## [Assigned task]
The answer must be an exact copy of every entry.

## [Data to process]
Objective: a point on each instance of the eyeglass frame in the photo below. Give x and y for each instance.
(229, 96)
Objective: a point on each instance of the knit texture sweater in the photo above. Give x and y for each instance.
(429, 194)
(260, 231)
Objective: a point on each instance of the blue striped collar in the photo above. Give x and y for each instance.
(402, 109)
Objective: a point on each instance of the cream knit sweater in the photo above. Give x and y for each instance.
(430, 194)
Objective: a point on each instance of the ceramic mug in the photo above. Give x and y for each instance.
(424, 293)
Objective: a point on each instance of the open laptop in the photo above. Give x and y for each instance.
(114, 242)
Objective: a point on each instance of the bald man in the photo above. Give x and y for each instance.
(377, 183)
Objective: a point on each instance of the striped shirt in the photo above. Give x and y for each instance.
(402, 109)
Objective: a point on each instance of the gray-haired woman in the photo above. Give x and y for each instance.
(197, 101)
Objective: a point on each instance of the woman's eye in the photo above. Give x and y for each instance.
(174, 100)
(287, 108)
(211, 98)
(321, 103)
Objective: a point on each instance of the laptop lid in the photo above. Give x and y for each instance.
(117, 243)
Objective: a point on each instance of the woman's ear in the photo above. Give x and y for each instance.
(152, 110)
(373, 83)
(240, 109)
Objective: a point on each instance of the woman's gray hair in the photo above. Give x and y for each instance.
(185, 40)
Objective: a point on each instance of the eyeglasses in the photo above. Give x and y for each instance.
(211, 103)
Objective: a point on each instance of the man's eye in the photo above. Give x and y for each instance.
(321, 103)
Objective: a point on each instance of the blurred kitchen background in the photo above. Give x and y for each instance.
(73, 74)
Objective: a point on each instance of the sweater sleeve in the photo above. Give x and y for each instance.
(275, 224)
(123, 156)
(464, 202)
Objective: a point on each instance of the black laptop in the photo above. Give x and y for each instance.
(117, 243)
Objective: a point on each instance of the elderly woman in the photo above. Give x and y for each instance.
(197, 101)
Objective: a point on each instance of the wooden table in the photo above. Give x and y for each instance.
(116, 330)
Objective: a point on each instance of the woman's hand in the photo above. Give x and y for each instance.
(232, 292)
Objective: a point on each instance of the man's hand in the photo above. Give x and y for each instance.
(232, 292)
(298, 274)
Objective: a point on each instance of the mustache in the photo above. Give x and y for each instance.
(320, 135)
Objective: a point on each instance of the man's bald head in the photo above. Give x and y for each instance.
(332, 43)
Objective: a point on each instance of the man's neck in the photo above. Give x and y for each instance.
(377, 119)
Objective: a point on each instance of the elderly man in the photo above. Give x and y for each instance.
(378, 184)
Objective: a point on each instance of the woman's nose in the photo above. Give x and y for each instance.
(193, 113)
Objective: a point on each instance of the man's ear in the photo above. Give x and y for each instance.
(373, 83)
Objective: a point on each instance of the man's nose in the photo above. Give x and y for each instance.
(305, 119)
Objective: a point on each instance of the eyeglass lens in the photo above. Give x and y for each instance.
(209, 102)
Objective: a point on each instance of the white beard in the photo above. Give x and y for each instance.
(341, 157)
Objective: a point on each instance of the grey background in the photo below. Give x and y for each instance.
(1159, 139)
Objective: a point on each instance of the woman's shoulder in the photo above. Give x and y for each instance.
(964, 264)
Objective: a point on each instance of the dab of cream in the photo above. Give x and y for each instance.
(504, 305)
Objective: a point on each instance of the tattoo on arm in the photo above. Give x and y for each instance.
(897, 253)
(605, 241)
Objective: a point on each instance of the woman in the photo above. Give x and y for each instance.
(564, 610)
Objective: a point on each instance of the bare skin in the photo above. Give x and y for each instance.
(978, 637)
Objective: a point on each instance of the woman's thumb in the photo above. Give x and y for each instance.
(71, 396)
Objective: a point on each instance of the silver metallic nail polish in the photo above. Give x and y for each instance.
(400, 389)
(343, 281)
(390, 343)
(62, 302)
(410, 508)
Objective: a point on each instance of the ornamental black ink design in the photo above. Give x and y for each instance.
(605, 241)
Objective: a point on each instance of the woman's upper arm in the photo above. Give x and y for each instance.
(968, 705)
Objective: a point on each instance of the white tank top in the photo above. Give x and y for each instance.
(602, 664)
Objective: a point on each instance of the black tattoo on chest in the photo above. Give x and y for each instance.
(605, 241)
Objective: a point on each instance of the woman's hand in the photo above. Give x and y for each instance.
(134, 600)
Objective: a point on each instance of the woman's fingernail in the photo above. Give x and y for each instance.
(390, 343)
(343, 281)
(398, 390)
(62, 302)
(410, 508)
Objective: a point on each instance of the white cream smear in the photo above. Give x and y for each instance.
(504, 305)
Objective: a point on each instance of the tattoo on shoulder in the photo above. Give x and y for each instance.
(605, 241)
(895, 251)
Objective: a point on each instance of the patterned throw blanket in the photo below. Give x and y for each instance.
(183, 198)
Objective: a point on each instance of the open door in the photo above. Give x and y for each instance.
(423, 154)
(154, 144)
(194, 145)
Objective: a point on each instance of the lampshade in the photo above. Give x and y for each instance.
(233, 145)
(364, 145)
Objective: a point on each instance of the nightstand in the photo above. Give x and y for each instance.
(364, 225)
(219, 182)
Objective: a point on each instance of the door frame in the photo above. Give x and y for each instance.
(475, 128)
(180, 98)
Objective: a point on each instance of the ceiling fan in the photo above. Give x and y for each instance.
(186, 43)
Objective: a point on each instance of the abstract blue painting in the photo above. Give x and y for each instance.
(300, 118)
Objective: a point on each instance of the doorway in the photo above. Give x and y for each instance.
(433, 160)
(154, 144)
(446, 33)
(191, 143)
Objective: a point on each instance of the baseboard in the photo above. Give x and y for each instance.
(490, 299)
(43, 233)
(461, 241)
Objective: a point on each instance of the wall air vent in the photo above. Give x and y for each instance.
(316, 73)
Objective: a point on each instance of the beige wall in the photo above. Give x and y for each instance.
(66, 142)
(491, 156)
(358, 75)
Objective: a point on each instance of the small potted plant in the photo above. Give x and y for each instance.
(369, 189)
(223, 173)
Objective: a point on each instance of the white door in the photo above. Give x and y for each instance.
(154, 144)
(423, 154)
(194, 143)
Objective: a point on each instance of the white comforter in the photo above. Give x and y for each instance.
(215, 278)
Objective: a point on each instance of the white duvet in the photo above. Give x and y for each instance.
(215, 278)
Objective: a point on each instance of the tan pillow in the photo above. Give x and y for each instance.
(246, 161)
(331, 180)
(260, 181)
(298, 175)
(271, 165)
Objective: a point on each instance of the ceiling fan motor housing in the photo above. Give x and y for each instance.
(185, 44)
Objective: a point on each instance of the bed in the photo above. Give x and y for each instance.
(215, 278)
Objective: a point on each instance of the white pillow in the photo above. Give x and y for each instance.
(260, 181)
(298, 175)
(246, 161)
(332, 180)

## [Solution to this task]
Objective: a point on each instance of the eyeglass frame in the photo below. Give x and y for each instance.
(229, 96)
Objective: a point on each instance of the knit texture sweater in the photo above. Give x and y for each instance.
(429, 194)
(260, 231)
Objective: a point on each instance of the blue striped collar in the photo above. Give x and y for each instance.
(402, 109)
Objective: a point on each instance of the cream knit sweater in the photo above. Give x and y for each instance.
(430, 194)
Objective: a point on each instance of the ceramic mug in the photo above. Give x and y for each instance.
(424, 293)
Objective: a point on each instance of the open laptop in the photo above. Give x and y for each instance.
(114, 242)
Objective: a point on each instance of the bald man in the photo above. Give x and y for each instance.
(377, 183)
Objective: a point on each instance of the striped shirt in the photo above. Give x and y for each instance.
(402, 109)
Objective: a point on each instance of the gray-haired woman in the photo above. Give x and y for each instance.
(197, 101)
Objective: a point on each instance of the woman's eye in the photo above. Give x and y for each instance.
(174, 100)
(287, 108)
(211, 98)
(321, 103)
Objective: a point on each instance of the laptop lid in the photo above. Give x and y for each instance.
(117, 243)
Objective: a point on each instance of the woman's ear in the photo above. Give x and y for each instance.
(152, 110)
(373, 83)
(240, 109)
Objective: a point on each instance of the woman's gray hair in the photo above. Give x and y for each instance.
(185, 40)
Objective: a point on each instance of the eyeglasses in the photo above. Give x and y for each instance.
(211, 103)
Objective: a point on each instance of the man's eye in the photo above. Give x and y for each instance.
(321, 103)
Objective: a point on each instance of the blurred kitchen background in the photo above. Give x and y for each instance.
(73, 74)
Objective: a point on each instance of the sweater sleeve in the photo above. Give x and y for each instance.
(275, 224)
(123, 156)
(464, 202)
Objective: a point on each instance of the black laptop in the photo above. Give x and y for each instance.
(117, 243)
Objective: a point on each instance of the elderly woman in the photo above. Give x and y for each instance.
(197, 101)
Objective: a point on each instance of the wooden table in the photo above. Give x and y for each instance.
(116, 330)
Objective: a point on each instance of the woman's hand in the photo above. Give x and y for each instance.
(232, 292)
Objective: a point on each instance of the man's hand in the photo above. Give x and y for each instance.
(232, 292)
(298, 274)
Objective: a point on each instance of the mustache in the photo above. Give x and y for each instance.
(320, 135)
Objective: a point on each instance of the man's bald head in the photo above. Give x and y for each instance.
(332, 43)
Objective: a point on each instance of the man's neck in the photo above. Give x and y for each instance.
(377, 119)
Objective: a point on each instance of the elderly man in the photo above. Give x and y for each instance.
(378, 184)
Objective: a point on each instance of the woman's nose in the photo above. Give x and y for each instance.
(193, 113)
Objective: a point on each instance of the man's ear in the photo above. Give x and y for each instance.
(373, 83)
Objective: a point on each instance of the man's nose in the photo above. Give x and y for each instance.
(305, 119)
Objective: a point on each instance of the eyeglass lens in the photo above. Give x and y for each instance.
(209, 102)
Objective: a point on each instance of the white beard in the photo above. Give x and y for each instance.
(341, 157)
Objective: a point on each instance of the grey background in the photo below. Give x and y for each instance.
(1159, 139)
Objective: a point on each instance of the woman's shoulder in the photo above. Give x and y for each instance.
(964, 264)
Objective: a point on each instance of the dab of cream in the photo above. Give x and y for each instance.
(504, 305)
Objective: a point on each instance of the tattoo on arm in the photo above. Give x and y for each instance.
(897, 253)
(605, 241)
Objective: a point on each instance of the woman in the photo above. Give x and y for each instance.
(564, 610)
Objective: a point on each instance of the bare skin in the photo above. Give x and y for each instance.
(978, 637)
Objective: a point on each instance of the woman's thumb in the photo above. Give x and y for each instance.
(71, 396)
Objective: a point on each instance of the silver metallic nail polish in the photo above. Give x and y for each instance.
(400, 389)
(343, 281)
(390, 343)
(62, 302)
(410, 508)
Objective: a point on each instance of the ornamental black ink design in the photo above. Give x and y for each instance.
(605, 241)
Objective: a point on each instance of the woman's upper arm in the photo above. Give x and y for each instance.
(968, 705)
Objective: a point on each instance of the white tank top in the photo above. Give x and y for each instance.
(602, 664)
Objective: a point on each instance of the black tattoo on chest in the photo above. Give x and y for each instance.
(605, 241)
Objective: a point on each instance of the woman's hand in the photo above. Give x and y for each instance.
(134, 600)
Objective: a point on each instance of the woman's fingernail in the photo above. Give x and y for each instance.
(390, 343)
(343, 281)
(398, 390)
(62, 302)
(410, 508)
Objective: a point on each instance of the white cream smear in the photo above. Give x and y for each instance.
(504, 305)
Objective: a point on each instance of the tattoo on shoulder in the photo above. Give x and y for each instance.
(605, 241)
(895, 251)
Objective: a point on each instance of the patterned throw blanket in the photo below. Give x and y for each instance.
(183, 198)
Objective: a point on each instance of the open door in the photo above. Give x and y for each instance.
(423, 154)
(154, 144)
(194, 145)
Objective: a point on each instance of the lampshade in the photo above. Give x and y for each instance.
(233, 145)
(364, 145)
Objective: a point on each instance of the nightstand in the photo above. Give x and y for each instance.
(364, 225)
(219, 182)
Objective: a point on each instance of the door frame in the photo above. Give x and y for each instance.
(475, 128)
(180, 98)
Objective: a point on each instance of the ceiling fan in the photo above. Give x and y for each instance.
(186, 43)
Objective: a point on each instance of the abstract blue painting in the photo above. Give x and y for each instance.
(300, 118)
Objective: a point on each instance of the doorway in the photo above. Give x and y for each instance.
(433, 160)
(154, 144)
(446, 33)
(191, 143)
Objective: a point on each instance of the baseboard in the photo above. Give x and y for each instance.
(490, 299)
(43, 233)
(461, 241)
Objective: a point on each instance of the wall air vent in the photo above. Give x and y for each instance.
(316, 73)
Objective: a point on each instance of the beige wall in the photo above. Give x and y for each instance.
(66, 142)
(491, 156)
(358, 75)
Objective: a point on each instance of the small potted plant in the photo above. Give x and y for each instance.
(369, 189)
(223, 173)
Objective: a point on each instance of the white door in the photo above. Give x and y for each instance.
(154, 144)
(423, 154)
(194, 143)
Objective: a point on each instance of the white comforter in the photo above. Give x and y for each instance.
(215, 278)
Objective: a point on each instance of the white duvet in the photo above. Give x and y for each instance.
(215, 278)
Objective: a point on each instance of the tan pillow in the photo above. Give x and y for each instance.
(246, 161)
(331, 180)
(260, 181)
(298, 175)
(271, 165)
Objective: a point on each instance of the ceiling fan motor housing in the photo above. Give x and y for each instance.
(185, 44)
Objective: a point on each instance of the bed in the photo above. Give x and y for each instance.
(215, 278)
Objective: a point on each instance of the white pillow in the photo above. Give x and y for each instance.
(260, 181)
(298, 175)
(246, 161)
(332, 180)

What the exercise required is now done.